▶ STATED PROBLEM: Reproduce the whole listing below word for word, leaving out the pictures.

▶ DATA FOR PROCESSING:
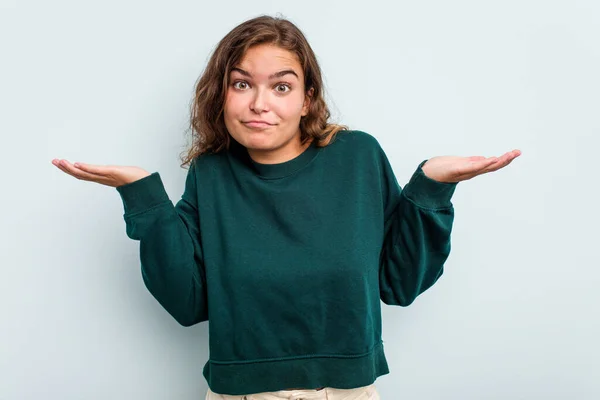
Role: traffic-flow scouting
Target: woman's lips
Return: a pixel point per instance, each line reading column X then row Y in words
column 257, row 124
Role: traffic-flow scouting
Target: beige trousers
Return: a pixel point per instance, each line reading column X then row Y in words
column 361, row 393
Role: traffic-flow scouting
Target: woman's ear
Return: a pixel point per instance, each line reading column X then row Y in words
column 307, row 100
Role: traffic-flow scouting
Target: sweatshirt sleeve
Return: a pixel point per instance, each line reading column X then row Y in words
column 170, row 245
column 418, row 222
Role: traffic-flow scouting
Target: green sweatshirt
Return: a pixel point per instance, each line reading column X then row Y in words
column 289, row 261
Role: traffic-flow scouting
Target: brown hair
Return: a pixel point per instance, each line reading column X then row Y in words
column 207, row 124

▶ EXPECTED OUTPUT:
Role: traffic-flow scouting
Target: woman's lips
Return: a pixel point per instance, each line reading column X then row Y in words
column 257, row 124
Role: traffic-flow scouting
Target: beige trousers
Return: a pixel point per instance, each line reading column X then row Y in words
column 361, row 393
Role: traffic-flow scouting
Target: woman's ear
Return: a pixel point per instance, each line reading column X then row Y in words
column 307, row 100
Role: traffic-flow scouting
Target: sweatshirt sleeve
Return: a pixel point per instance, each line reading column X then row Y in words
column 170, row 245
column 418, row 222
Role: traffic-flow scouting
Target: green sweatshirt
Return: a pixel point per instance, each line reading column X then row Y in words
column 289, row 261
Role: traffic-flow scouting
Target: brown hair
Return: a pixel point per instance, each line reading column X then row Y in words
column 207, row 124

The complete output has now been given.